# PROVIDED TEXT
A Worried Look at Economic Convergence

A moral imperative that wealthy communities have — in my opinion — is to ensure economic convergence: to help the poorer economies to have a stronger economic growth so that everyone is lifted out of poverty*. There is a lot of debate on whether economic convergence is actually happening (some say yes, others no) — and, if so, at which scale (global, national, regional?). In my little contribution to the question I show that — if convergence happens — it is not via traditional institutional channels, but via participation in the global social network. Which is terrible news in these days, since we’re experiencing an unprecedented collapse in this web of relations due to the COVID-19 pandemic.

An example of economic divergence: some countries like Singapore are now 6X richer than other countries that had a comparable level of income in the late 1800. Image from EconoTimes.

This message comes from a paper I wrote a while ago with Tim Cheston and Ricardo Hausmann: “Institutions vs. Social Interactions in Driving Economic Convergence: Evidence from Colombia“. I never mentioned it because it is just a working paper, so all conclusions should be taken with a boatload of grains of salt. But it is an interesting perspective on the consequences of these troubling times — plus it foreshadows another post I’m planning for the future, so stay tuned 🙂

The idea is simple: we want to know whether economic convergence happens in Colombia. If it does, we want to show that its driving force is the participation in social networks. In other words, economic growth is a matter of connecting skillful people with people possessing capital. We need to make sure we’re not confusing our “social relationships” explanation with the ability of some states to be better at providing public goods and redistributing wealth from the rich municipalities to the poor ones.

The public institutions hypothesis seems natural: if you have good politicians, they would write good laws which will support their population’s prosperity. Bad politicians would just be inept, or even corrupt. In this hypothesis, poor municipalities in rich (= well managed) regions should grow faster than poor municipalities in poor (= badly managed) regions. Our hypothesis, instead, proposes that poor municipalities with strong social connections to rich municipalities should grow faster than poor municipalities without such connections. For this we need to know two things: in which administrative region a municipality is (easy!) and to which social group of municipalities it belongs.

The latter is tricky, but not if you’re a data hoarder like yours truly. I had already worked with phone call records in Colombia, so you might guess where this is going. I can represent Colombia as a network, where nodes are the municipalities. Municipalities are connected to other municipalities if there is a significant number of residents in the two municipalities that call each other. Once I have this network, I can perform community discovery and find groups of municipalities with tightly knit social relations.

Colombia’s social network at the municipality level. Click to enlarge.

(Dataset records)
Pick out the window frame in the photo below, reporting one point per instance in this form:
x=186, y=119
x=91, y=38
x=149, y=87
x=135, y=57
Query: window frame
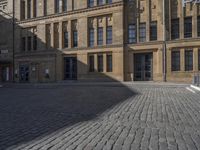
x=187, y=27
x=109, y=63
x=175, y=61
x=188, y=60
x=109, y=34
x=132, y=34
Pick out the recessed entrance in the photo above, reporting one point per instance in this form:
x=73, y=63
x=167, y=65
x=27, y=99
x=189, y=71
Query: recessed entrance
x=143, y=67
x=70, y=68
x=24, y=73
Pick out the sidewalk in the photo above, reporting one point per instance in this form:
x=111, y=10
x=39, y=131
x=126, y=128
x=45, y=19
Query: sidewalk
x=89, y=83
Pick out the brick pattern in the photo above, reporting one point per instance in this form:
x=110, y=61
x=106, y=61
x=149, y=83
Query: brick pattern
x=155, y=117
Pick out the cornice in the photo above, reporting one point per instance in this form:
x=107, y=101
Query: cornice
x=106, y=6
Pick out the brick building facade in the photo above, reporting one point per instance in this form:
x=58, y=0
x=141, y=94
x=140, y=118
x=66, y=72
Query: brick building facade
x=6, y=48
x=106, y=40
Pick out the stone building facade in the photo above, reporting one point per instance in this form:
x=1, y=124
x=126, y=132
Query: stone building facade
x=6, y=47
x=106, y=40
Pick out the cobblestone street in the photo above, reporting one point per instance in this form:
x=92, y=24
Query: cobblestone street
x=146, y=116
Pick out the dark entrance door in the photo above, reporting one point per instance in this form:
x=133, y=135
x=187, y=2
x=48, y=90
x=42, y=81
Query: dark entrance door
x=70, y=64
x=24, y=73
x=143, y=67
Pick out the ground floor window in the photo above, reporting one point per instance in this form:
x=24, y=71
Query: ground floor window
x=175, y=60
x=188, y=60
x=100, y=63
x=109, y=62
x=91, y=63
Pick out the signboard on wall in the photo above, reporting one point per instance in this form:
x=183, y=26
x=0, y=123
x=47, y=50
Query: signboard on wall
x=4, y=51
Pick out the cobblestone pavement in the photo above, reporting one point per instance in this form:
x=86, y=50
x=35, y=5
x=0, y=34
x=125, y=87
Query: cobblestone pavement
x=140, y=116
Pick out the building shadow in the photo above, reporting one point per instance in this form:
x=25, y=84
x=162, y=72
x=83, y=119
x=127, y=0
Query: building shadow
x=30, y=111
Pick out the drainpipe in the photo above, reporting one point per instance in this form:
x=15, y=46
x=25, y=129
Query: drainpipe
x=13, y=41
x=164, y=44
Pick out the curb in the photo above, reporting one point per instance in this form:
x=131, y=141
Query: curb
x=195, y=87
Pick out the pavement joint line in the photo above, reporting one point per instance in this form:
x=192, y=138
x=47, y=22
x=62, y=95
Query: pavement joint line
x=195, y=87
x=189, y=89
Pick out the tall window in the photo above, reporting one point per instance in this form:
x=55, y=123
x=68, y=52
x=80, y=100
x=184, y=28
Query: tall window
x=75, y=38
x=198, y=25
x=153, y=31
x=109, y=35
x=91, y=63
x=29, y=44
x=99, y=2
x=23, y=10
x=175, y=60
x=34, y=8
x=91, y=37
x=100, y=36
x=175, y=29
x=57, y=5
x=23, y=44
x=131, y=34
x=90, y=3
x=109, y=63
x=35, y=42
x=188, y=60
x=64, y=5
x=45, y=7
x=100, y=63
x=199, y=58
x=29, y=9
x=188, y=27
x=48, y=36
x=66, y=39
x=142, y=32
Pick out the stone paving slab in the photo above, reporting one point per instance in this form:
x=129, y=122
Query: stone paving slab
x=134, y=117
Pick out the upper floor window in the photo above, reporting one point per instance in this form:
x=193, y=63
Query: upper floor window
x=91, y=63
x=23, y=44
x=109, y=35
x=45, y=8
x=35, y=42
x=175, y=60
x=90, y=3
x=175, y=29
x=99, y=2
x=29, y=9
x=198, y=25
x=48, y=35
x=131, y=33
x=188, y=27
x=57, y=6
x=153, y=31
x=29, y=43
x=142, y=32
x=66, y=39
x=91, y=37
x=188, y=60
x=75, y=38
x=64, y=5
x=100, y=36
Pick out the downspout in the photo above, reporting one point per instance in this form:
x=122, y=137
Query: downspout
x=13, y=41
x=164, y=44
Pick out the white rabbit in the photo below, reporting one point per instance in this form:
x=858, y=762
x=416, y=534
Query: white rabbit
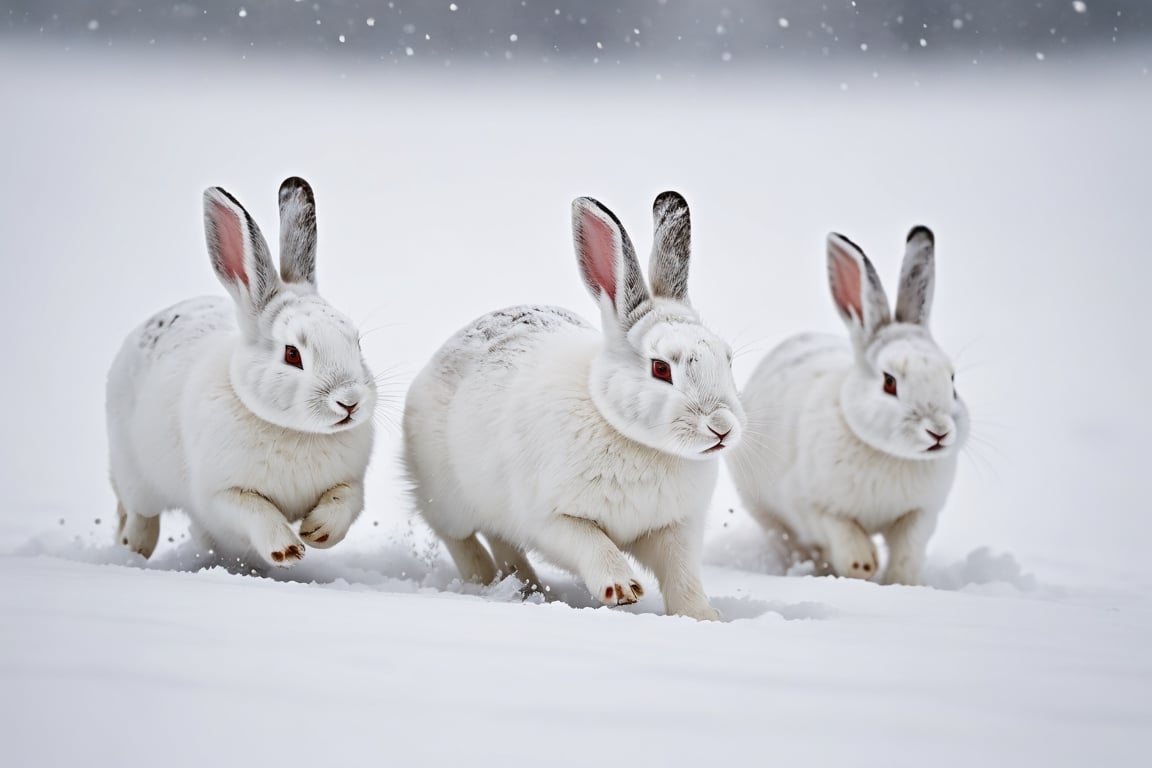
x=854, y=439
x=544, y=434
x=251, y=413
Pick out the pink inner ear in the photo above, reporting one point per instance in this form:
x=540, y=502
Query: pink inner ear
x=230, y=241
x=598, y=256
x=846, y=281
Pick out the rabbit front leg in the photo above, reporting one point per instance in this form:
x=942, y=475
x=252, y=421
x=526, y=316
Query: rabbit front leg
x=328, y=522
x=581, y=546
x=251, y=516
x=847, y=546
x=908, y=540
x=673, y=554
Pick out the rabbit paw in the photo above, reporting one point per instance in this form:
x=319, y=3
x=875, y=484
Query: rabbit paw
x=854, y=556
x=281, y=547
x=328, y=522
x=137, y=532
x=620, y=592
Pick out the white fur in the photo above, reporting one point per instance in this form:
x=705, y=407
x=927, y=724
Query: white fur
x=544, y=434
x=204, y=415
x=831, y=458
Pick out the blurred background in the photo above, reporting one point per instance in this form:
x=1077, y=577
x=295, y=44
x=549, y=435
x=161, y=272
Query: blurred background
x=681, y=35
x=445, y=142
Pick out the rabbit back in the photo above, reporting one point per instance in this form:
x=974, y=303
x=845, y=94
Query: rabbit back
x=501, y=432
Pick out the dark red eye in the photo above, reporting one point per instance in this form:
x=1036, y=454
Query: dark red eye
x=661, y=371
x=889, y=385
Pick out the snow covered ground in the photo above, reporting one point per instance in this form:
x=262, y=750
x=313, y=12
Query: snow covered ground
x=444, y=196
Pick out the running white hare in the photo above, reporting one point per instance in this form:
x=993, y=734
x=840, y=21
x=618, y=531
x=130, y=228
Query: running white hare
x=857, y=438
x=544, y=434
x=250, y=413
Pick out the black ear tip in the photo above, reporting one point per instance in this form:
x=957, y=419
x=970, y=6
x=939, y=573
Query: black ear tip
x=835, y=235
x=214, y=192
x=293, y=183
x=669, y=199
x=921, y=230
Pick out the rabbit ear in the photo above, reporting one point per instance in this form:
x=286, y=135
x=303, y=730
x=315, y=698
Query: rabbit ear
x=856, y=288
x=297, y=232
x=672, y=245
x=607, y=260
x=239, y=251
x=917, y=278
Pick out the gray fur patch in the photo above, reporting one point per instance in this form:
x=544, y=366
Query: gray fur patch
x=297, y=232
x=917, y=278
x=671, y=246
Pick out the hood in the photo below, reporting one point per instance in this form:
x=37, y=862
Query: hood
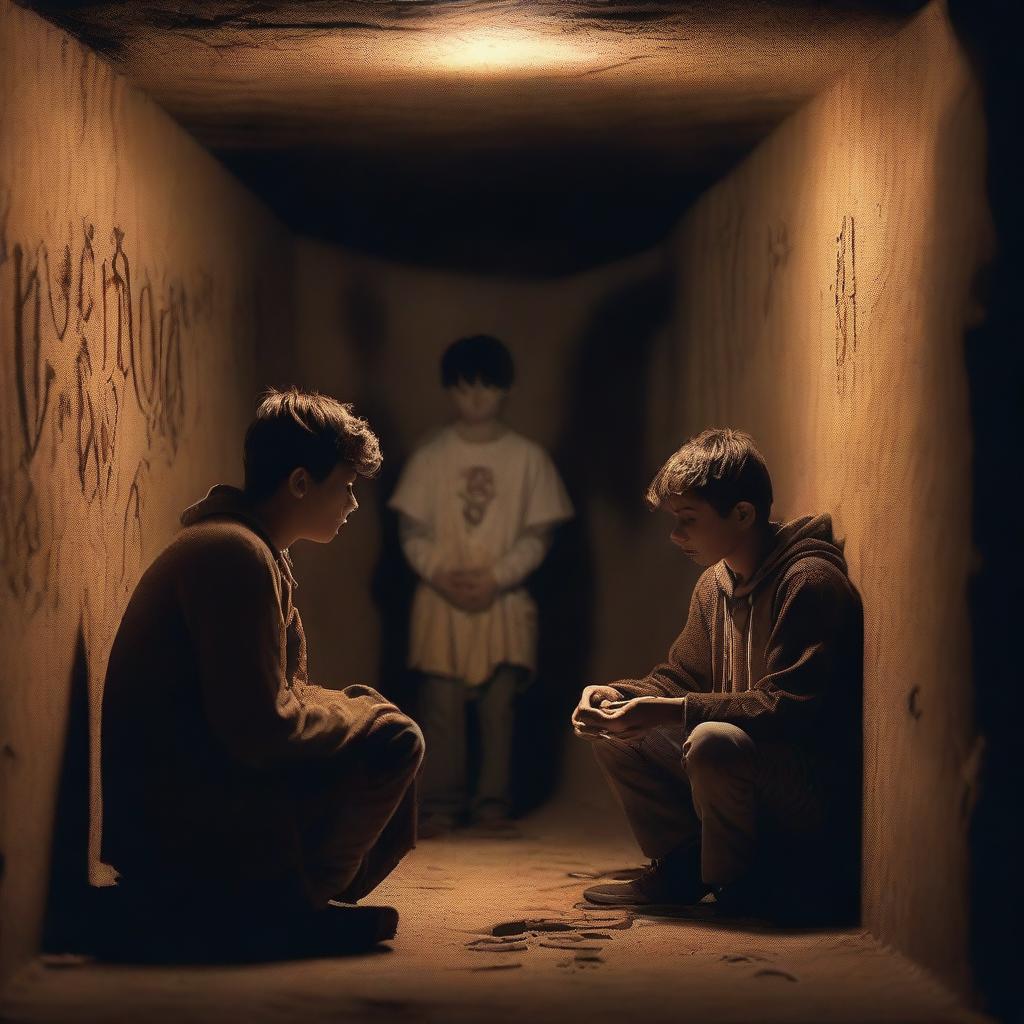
x=811, y=535
x=226, y=502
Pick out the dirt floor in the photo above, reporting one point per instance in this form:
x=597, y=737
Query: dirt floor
x=554, y=961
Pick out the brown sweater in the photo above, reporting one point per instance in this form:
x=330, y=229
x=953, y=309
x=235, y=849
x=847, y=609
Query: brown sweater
x=207, y=704
x=779, y=655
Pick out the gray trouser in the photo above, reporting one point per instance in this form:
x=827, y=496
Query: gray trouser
x=715, y=787
x=442, y=718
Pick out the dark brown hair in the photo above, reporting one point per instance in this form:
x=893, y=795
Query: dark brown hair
x=721, y=466
x=296, y=428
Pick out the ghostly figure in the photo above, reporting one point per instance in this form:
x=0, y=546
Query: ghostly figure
x=477, y=503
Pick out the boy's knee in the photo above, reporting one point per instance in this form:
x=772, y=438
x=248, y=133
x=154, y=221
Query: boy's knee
x=717, y=748
x=396, y=741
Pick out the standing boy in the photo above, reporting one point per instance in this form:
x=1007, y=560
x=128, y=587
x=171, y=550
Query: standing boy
x=477, y=504
x=737, y=761
x=232, y=786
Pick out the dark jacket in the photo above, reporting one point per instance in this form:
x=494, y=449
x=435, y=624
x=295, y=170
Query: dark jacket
x=780, y=654
x=207, y=705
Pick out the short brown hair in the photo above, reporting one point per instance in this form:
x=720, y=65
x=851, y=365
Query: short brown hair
x=722, y=466
x=295, y=428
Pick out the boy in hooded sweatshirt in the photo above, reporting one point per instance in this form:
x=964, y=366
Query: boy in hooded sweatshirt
x=232, y=786
x=737, y=761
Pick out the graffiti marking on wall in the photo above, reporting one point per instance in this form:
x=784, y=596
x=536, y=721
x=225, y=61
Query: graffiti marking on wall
x=778, y=255
x=33, y=373
x=845, y=296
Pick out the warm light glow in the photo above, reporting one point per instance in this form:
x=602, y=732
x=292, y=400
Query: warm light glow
x=505, y=49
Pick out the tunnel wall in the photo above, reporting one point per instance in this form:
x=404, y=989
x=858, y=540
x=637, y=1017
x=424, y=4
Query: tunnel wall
x=823, y=291
x=137, y=285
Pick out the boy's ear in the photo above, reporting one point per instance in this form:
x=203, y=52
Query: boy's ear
x=745, y=514
x=298, y=482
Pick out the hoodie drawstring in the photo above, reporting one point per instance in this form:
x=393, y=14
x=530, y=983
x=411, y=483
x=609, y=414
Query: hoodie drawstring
x=750, y=636
x=728, y=640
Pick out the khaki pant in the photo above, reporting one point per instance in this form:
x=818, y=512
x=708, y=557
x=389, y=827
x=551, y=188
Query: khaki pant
x=442, y=716
x=715, y=787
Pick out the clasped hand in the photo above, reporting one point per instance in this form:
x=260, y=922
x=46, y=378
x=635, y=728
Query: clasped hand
x=471, y=590
x=603, y=713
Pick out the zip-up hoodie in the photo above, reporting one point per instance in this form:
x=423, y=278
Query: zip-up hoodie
x=206, y=701
x=779, y=654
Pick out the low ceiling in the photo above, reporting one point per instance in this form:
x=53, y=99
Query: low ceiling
x=527, y=136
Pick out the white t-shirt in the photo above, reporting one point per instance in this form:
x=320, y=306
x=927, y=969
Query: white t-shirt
x=475, y=505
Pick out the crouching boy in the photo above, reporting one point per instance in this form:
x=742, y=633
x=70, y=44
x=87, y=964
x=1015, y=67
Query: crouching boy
x=737, y=762
x=232, y=786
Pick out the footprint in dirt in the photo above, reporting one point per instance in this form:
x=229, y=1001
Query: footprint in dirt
x=582, y=962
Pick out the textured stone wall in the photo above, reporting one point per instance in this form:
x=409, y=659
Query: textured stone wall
x=137, y=282
x=823, y=291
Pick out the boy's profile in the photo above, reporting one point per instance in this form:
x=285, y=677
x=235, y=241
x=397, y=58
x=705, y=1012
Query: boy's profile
x=477, y=503
x=737, y=762
x=233, y=787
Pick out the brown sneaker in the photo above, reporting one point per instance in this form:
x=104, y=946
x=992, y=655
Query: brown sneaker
x=664, y=881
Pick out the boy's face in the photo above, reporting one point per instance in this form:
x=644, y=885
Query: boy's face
x=326, y=505
x=701, y=532
x=477, y=402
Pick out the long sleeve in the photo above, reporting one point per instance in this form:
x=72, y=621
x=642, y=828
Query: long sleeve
x=524, y=556
x=238, y=627
x=807, y=645
x=688, y=667
x=418, y=543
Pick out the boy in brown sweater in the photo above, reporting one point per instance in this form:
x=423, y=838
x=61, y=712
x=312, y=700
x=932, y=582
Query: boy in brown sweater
x=737, y=760
x=235, y=791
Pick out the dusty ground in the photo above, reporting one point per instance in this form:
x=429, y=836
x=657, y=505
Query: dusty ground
x=448, y=966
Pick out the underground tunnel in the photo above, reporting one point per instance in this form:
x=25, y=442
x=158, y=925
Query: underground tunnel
x=646, y=219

# THE TASK
Write a continuation of the economic convergence text, beginning right after its final sentence.

# RESPONSE AREA
Using data on the municipalities’ GDP (from DANE) and average wage (from PILA), we can now test whether convergence happens — i.e. growth is negatively correlated with starting level, the poorer you are the more you grow. This is false for administrative regions but true for social communities: there is a mildly significant (p < 0.05) negative relationship between a social group’s GDP (and average wage) growth and its initial level. Meaning: economic convergence happens at the social but not at the institutional level. I’d love an even lower p-value, but one can’t do much with such a low number of regions/groups (32 in Colombia).

If social communities are converging, what could be driving the effect? We observe a robust (p < 0.01) positive relationship between the growth of per capita wages in a municipality and the average per capita wage in its social group. Meaning: if you talk to rich municipalities, you grow faster. Even the formality rate converges: if you talk with municipalities with low tax evasion, you start tax-evading less! Such relationships are absent for administrative regions, and survive a number of robustness checks — excluding the capital city Bogotá, excluding particularly small municipalities (in inhabitants, employees, or number of phone calls), using admin region fixed effects, etc. To get a sense of scale: suppose baseline growth is 1%. If you talk to a rich social group you’d grow, instead, by 1.02%. If you you talk to rich municipalities and you are also poor, you grow by 1.09% instead. This might not sound much, but it’s better to have it than not, and it stacks over time, as the picture below shows.

The effect of social relationships on average wage (y axis) over time (x axis). Gray = base growth; blue = growth while talking to rich social communities; red = talking to rich social community *and* being poor.

These results would be great in normal times, because they provide a possible roadmap to fostering economic convergence. One would have to identify places which lack the proper connections in the global knowledge network, and try to plug them in. The problem is that we’re not living in normal times. Lockdowns and quarantines due to the global pandemic have created gigantic obstacles to human mobility almost everywhere in the world. And, as I’ve shown previously, social relationships go hand in hand with mobility. For that reason, physical obstacles are also hampering the tightening of the global social network, one of the main highways of global development.

Don’t get me wrong: those are the correct measures and we should see them through. But we also should be mindful of their possible unintended side effects. Perhaps there are already enough people working on research on better medical devices, and on how to track and forecast outbreaks on the global social network. If this post has a moral, it’s to encourage people to find new ways to make the weaving of such global social network more robust to the black swan events that will follow COVID-19. Because they will happen, and our moral imperative of lifting people out of poverty can’t be the price we pay to survive them.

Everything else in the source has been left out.